§ Texto selecionado
================
O mesmo em relação ao consórcio Elos, integrado pelo Grupo Lena, para a construção do TGV. O Ministério Público diz que numa reunião entre Sócrates, o então ministro do Ambiente, Mário Lino, e o presidente do júri, em outubro de 2009, serviu para combinar uma alteração ao contrato feito para beneficiar o consórcio. No entanto, a defesa lembra que a alteração contratual advogada pela acusação foi feita seis meses antes a essa reunião, que serviu apenas para “fazer um ponto de situação” numa altura em que Lino estava de saída — como aliás todos os intervenientes na reunião e mesmo o jurista que fez a alteração contratual declararam em tribunal. José Sócrates “nunca transmitiu qualquer indicação ao consórcio”, disse.
Aliás, concluiu, a ter tido influência, Sócrates teria que ter manipulado “ministros, funcionário, equipas de advogados inteiras”. “A acusação diz que a ideia era que o contrato fosse chumbado pelo Tribunal de Contas”, lembrou. “É inimaginável que alguém nos queira fazer acreditar que o Governo de José Sócrates a ambição que tinha era que o projeto fosse chumbado pelo Tribunal de Contas”.
“O Ministério Público inventou que José Sócrates deu instruções, nunca teve uma prova ou um facto indiciário qualquer”, defende.
Também a entrada do Grupo Lena na Venezuela para a construção de casas sociais não teve, segundo a defesa, a mão de José Sócrates. “A acusação deixou o rabo de fora porque em 2007 não havia ideia de casas na Venezuela, muito menos feita por portugueses. Foi em novembro de 2007, seis meses depois do diz o MP, na cimeira ibero americana a primeira vez que se colocou a hipótese de ir à Venezuela por parte do Governo português”, disse. E o Grupo Lena foi como foram outras empresas de “pernil de porco ou leite em pó”, disse. Embora o então assessor económico Vítor Escária ter dito enquanto testemunha que esta hipótese se começou a colocar ainda em 2005 e porque Sócrates tinha uma boa relação com Chavéz. Uma conversa que teria sido mantida com Fernando Serrasqueiro, então Secretário de Estado do Comércio, “que não foi ouvido no processo”.
“José Sócrates nunca deu qualquer orientação. Mário Lino explicou aqui que o Grupo Lena foi apoiado como todas as outras empresas que ali foram no apoio à diplomacia económica”, disse. “José Sócrates cumpriu apenas o dever como primeiro-ministro. Nunca abordou com Chávez esta questão, só no encontro de 2010 em Viana do Castelo”, disse.
================
§ Dados fornecidos
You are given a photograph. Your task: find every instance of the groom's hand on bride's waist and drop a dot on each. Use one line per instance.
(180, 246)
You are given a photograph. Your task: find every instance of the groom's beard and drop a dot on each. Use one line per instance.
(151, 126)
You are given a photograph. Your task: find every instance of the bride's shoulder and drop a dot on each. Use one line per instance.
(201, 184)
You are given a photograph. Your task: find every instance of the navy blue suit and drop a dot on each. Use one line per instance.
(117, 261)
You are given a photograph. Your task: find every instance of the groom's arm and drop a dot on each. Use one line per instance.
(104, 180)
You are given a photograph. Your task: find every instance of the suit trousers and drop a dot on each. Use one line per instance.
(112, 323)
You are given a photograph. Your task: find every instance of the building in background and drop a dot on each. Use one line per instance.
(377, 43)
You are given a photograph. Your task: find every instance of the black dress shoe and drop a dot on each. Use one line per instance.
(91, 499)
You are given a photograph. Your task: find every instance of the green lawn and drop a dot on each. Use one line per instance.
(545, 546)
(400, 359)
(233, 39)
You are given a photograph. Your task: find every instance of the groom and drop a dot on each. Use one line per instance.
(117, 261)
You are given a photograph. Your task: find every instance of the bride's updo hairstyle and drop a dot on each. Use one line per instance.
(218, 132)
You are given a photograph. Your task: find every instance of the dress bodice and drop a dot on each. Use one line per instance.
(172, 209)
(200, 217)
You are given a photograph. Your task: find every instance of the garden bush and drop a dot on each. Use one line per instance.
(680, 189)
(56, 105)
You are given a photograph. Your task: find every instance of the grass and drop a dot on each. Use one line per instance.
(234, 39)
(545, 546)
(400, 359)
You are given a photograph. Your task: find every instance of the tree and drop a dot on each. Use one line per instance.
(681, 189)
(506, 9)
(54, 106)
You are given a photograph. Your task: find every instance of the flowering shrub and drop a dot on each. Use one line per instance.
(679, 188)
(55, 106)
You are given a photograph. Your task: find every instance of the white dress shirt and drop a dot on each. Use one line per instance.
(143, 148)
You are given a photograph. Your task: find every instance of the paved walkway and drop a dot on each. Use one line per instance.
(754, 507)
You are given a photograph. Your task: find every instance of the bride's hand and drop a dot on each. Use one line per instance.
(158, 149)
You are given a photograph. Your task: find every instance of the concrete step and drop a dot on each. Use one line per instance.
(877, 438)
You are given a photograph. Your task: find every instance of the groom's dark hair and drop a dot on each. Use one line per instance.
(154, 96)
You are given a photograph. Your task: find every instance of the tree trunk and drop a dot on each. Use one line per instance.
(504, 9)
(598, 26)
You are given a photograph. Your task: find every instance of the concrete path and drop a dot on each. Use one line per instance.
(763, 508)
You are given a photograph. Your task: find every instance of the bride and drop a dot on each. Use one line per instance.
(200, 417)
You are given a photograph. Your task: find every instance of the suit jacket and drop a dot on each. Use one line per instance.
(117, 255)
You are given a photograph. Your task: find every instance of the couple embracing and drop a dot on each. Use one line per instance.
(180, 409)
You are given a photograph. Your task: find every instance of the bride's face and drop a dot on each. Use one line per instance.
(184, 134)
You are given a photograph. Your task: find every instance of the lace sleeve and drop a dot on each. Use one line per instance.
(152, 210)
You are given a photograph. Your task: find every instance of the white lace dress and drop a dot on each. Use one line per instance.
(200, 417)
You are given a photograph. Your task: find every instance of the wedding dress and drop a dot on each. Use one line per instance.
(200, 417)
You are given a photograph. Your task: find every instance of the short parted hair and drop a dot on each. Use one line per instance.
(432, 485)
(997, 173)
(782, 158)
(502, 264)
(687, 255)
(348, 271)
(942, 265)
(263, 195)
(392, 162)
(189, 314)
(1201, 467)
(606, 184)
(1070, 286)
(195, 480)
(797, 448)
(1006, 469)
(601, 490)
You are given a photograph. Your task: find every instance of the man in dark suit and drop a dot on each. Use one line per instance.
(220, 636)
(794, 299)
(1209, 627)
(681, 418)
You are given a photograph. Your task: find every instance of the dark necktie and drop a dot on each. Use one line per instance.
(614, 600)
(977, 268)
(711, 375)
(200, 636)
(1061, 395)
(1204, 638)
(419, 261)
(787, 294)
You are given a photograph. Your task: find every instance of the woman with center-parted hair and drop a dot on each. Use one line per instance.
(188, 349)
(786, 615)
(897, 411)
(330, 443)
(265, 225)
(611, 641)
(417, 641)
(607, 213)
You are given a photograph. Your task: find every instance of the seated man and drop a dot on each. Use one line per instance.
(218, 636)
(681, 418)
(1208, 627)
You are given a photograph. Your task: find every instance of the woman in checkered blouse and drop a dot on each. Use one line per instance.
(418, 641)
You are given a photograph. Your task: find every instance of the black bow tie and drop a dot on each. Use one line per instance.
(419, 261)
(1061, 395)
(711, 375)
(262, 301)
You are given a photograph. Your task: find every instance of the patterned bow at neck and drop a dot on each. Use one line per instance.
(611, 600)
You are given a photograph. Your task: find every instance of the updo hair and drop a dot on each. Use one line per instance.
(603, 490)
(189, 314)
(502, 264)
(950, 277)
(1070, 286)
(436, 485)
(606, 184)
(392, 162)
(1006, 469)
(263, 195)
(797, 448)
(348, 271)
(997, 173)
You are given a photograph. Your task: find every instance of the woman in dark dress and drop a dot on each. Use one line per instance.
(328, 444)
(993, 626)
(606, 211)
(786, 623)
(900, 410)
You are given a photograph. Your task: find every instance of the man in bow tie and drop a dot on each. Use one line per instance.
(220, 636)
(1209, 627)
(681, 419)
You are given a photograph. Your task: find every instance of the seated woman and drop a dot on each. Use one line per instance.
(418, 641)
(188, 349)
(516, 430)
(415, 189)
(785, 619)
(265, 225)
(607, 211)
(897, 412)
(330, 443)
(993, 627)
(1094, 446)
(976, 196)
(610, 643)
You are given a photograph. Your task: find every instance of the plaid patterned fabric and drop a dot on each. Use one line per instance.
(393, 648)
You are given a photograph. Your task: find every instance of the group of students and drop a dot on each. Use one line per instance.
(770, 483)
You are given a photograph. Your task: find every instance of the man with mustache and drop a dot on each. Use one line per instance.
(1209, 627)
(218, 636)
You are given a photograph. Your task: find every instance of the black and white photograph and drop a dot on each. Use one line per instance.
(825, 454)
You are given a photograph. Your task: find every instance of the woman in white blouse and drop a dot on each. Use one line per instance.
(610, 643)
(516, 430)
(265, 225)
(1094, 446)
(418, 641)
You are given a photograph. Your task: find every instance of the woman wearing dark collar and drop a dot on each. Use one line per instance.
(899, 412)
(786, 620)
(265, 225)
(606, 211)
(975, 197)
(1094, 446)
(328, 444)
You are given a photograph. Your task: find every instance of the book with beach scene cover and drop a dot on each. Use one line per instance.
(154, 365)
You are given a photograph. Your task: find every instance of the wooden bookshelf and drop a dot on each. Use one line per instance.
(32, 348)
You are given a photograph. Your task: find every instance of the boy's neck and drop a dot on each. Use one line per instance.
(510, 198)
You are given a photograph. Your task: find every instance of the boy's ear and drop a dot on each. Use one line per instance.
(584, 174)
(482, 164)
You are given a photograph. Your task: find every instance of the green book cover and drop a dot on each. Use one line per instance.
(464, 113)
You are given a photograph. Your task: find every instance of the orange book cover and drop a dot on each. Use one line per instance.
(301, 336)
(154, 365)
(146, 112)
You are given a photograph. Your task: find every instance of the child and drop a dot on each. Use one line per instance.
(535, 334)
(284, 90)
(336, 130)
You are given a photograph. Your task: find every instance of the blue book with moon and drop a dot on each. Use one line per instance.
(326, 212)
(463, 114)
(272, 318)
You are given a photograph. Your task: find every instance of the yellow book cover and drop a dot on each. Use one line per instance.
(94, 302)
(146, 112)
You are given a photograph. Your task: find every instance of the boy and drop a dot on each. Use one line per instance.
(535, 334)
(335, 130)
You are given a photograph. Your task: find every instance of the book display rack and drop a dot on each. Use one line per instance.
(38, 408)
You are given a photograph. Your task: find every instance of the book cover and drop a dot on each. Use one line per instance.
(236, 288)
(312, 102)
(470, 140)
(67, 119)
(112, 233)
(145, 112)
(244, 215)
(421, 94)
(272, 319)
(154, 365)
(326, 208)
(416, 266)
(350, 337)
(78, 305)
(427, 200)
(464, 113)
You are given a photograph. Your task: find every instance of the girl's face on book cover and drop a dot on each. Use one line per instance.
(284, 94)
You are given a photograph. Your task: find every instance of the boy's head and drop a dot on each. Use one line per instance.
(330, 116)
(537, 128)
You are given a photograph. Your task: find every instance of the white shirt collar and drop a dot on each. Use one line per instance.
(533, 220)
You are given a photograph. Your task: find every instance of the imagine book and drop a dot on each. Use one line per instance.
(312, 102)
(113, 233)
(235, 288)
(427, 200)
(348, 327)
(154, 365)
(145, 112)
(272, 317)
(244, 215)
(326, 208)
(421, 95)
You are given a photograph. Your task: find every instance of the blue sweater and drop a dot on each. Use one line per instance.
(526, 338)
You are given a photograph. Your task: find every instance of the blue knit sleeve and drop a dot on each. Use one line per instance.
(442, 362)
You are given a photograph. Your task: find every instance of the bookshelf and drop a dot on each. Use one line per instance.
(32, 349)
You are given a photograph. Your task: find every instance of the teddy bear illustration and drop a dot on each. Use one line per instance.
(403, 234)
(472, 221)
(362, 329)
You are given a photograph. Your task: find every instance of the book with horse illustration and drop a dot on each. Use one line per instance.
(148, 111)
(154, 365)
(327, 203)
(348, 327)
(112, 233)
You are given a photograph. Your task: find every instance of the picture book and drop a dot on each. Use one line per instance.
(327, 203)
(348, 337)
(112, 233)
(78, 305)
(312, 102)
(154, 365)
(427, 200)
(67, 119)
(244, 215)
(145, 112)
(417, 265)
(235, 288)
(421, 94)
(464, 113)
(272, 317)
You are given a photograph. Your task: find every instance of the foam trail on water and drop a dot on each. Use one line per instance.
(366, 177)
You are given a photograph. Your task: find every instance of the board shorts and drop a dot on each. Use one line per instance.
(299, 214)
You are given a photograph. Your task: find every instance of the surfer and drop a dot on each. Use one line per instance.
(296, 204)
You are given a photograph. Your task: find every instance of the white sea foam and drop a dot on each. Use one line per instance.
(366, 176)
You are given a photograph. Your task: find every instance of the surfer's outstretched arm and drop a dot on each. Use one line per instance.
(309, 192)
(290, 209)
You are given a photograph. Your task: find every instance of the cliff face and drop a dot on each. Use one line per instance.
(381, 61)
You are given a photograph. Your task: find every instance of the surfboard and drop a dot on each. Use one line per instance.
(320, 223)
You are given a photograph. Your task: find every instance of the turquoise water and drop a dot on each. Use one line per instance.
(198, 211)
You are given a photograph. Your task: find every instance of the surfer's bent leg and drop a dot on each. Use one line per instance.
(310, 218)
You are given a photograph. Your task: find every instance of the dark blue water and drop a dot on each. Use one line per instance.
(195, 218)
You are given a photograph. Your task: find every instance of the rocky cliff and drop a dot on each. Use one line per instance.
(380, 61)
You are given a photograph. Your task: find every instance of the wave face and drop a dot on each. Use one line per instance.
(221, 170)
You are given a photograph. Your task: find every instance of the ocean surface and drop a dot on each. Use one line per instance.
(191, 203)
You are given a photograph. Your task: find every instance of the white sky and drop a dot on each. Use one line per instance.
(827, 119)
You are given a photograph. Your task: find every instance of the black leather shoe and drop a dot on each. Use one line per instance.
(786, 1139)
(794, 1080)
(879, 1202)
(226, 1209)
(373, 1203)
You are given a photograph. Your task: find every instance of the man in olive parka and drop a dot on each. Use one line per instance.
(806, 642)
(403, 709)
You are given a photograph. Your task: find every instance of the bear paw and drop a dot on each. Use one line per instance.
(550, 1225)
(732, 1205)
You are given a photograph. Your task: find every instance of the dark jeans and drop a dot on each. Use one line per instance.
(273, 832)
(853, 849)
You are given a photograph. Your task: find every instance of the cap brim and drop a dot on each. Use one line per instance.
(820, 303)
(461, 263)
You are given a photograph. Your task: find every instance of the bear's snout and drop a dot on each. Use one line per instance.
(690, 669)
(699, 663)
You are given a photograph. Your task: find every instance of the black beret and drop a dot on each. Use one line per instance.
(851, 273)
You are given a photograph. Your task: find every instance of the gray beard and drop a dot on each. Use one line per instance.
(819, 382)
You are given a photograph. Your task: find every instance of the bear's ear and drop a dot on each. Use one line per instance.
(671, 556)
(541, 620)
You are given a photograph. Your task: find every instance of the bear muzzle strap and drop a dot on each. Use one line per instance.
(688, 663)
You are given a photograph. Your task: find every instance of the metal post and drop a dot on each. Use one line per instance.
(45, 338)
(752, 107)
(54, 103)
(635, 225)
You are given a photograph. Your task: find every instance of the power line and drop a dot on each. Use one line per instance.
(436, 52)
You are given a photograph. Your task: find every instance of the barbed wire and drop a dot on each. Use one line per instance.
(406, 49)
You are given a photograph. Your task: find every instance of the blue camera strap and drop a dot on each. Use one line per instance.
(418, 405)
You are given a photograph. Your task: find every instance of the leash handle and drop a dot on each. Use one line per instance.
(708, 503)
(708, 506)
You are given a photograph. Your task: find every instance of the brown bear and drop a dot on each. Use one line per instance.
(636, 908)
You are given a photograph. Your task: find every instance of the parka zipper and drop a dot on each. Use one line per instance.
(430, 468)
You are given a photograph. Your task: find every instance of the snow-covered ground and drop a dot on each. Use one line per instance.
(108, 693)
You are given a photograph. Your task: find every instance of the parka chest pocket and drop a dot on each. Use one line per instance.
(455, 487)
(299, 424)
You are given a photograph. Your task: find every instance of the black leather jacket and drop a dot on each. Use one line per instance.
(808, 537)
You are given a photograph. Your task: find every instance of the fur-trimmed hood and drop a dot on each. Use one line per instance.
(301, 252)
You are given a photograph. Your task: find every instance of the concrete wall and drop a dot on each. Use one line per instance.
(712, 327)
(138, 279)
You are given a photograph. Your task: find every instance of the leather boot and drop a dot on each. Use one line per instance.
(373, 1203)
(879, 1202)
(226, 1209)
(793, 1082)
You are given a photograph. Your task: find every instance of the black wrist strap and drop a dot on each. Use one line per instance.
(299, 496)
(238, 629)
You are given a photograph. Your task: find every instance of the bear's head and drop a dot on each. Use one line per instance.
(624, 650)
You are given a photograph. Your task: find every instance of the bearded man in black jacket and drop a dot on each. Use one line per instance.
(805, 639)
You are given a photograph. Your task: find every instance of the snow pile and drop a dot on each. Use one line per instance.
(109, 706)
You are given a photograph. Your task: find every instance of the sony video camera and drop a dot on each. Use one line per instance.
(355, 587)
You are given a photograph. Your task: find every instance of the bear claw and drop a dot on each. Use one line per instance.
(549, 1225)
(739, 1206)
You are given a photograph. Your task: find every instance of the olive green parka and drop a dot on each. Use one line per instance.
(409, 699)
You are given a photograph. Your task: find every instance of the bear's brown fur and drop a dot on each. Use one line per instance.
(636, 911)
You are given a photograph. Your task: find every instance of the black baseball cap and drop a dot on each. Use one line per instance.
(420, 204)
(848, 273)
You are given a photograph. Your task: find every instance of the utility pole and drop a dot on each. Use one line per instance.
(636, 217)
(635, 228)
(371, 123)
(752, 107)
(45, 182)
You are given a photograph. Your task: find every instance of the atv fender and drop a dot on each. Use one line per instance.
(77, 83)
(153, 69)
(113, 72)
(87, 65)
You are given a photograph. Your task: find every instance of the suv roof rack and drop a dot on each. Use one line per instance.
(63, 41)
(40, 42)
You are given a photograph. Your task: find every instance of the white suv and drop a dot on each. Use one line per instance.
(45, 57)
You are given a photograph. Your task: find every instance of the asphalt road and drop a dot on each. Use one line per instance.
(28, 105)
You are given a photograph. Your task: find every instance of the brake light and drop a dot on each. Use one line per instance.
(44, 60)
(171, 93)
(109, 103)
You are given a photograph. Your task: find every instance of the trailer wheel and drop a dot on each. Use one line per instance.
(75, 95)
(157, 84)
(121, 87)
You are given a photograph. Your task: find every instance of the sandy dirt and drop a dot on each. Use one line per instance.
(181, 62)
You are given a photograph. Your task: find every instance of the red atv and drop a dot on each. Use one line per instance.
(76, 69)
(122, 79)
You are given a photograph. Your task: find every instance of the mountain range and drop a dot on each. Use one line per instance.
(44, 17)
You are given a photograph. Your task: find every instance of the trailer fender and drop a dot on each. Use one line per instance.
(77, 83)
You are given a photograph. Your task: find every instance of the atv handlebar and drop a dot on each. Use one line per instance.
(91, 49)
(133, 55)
================
§ Instrução 1
Reúna e copie todas as linhas dos registos em que aparece a palavra "camera".
§ Instrução 2
Retome o texto sobre a defesa de José Sócrates a partir do ponto em que termina.

§ Resultado da tarefa 1
You are given a photograph. Your task: find every instance of the blue camera strap and drop a dot on each. Use one line per instance.
You are given a photograph. Your task: find every instance of the sony video camera and drop a dot on each. Use one line per instance.

§ Resultado da tarefa 2
A ligação com Ricardo Salgado que não existia. E uma chamada por engano
Pedro Delille lembrou que José Sócrates estava a ser investigado desde 2005, “provavelmente antes de ser primeiro-ministro”, e que o Ministério Público foi juntando ao processo negócios para construir toda a acusação, depois de ter sido “detido em direto”. Daí a alegada ligação a Ricardo Salgado nos negócios da PT e do BES para “facilitar” a aquisição da OI.
“José Sócrates nunca foi próximo de Ricardo Salgado. Nunca foi a sua casa, nunca ligou para o seu telemóvel particular, nem o tinha. Desde que saiu do governo em 2011, Sócrates nunca mais falou com Salgado até 2014, altura em que Salgado lhe ligou por engano”, disse o advogado, afirmando que os poucos contactos que tiveram foram feitos no gabinete do então primeiro-ministro, através de secretárias, e que constam nas agendas entretanto entregues ao processo.
O advogado voltou a tocar no apartamento de Paris, onde Sócrates viveu numa parte da sua estadia em França onde fez um ano sabático, garantindo ser de Carlos Santos Silva. Também o Monte das Margaridas, no Alentejo, é propriedade da sua ex-mulher Sofia Fava e não dele. Pedro Delille garante também que Sócrates só soube das casas que Carlos Santos Silva comprou à mãe dele, Maria Adelaide, já depois do negócio estar consumado.
“Uma tese absurda”, disse a certa altura o advogado.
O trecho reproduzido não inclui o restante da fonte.